*Material supplied:*

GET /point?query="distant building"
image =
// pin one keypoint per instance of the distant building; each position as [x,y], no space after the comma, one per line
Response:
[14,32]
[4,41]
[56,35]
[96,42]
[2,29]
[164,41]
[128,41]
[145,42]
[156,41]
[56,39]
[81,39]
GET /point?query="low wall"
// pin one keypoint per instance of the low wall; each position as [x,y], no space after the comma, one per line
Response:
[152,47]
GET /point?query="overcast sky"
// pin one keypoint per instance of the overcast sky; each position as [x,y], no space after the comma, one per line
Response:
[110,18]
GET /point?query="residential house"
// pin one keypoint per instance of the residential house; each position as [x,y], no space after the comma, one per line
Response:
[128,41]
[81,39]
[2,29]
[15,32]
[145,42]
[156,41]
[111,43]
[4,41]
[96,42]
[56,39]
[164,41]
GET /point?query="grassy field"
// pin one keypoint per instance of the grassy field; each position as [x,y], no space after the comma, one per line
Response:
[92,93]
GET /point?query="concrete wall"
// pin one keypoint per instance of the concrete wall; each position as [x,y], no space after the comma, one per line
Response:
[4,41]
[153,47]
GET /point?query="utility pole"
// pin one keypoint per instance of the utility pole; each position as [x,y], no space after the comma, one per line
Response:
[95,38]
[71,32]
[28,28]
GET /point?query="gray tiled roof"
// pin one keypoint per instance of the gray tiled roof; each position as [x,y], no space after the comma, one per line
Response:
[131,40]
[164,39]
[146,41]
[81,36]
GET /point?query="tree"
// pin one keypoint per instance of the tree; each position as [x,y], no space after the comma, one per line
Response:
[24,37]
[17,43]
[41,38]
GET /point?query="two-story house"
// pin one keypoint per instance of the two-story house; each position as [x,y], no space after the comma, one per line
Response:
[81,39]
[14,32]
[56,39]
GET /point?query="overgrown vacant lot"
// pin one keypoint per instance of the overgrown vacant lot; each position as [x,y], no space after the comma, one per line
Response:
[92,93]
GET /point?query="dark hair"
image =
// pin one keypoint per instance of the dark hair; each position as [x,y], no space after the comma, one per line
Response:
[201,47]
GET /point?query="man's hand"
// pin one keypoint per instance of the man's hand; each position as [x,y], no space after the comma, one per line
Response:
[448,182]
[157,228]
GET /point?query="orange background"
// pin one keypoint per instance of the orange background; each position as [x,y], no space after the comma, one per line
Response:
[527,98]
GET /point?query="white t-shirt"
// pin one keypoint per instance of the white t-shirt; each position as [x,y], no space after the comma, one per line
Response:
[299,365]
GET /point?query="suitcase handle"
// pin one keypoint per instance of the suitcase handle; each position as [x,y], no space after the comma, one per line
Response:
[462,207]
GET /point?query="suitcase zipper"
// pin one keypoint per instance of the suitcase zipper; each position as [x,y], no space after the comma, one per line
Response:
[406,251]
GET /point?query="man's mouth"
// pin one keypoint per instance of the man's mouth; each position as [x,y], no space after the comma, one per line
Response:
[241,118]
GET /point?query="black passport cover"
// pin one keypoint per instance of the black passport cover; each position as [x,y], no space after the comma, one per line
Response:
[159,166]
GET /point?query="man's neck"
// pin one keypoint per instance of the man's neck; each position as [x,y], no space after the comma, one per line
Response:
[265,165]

*What to work on:* Could you return all lines from the records that include the word "residential"?

*Answer to the problem:*
GET /point?query="residential house"
// pin one keypoint per instance of the residential house; each position as [x,y], no space after the comma, one per line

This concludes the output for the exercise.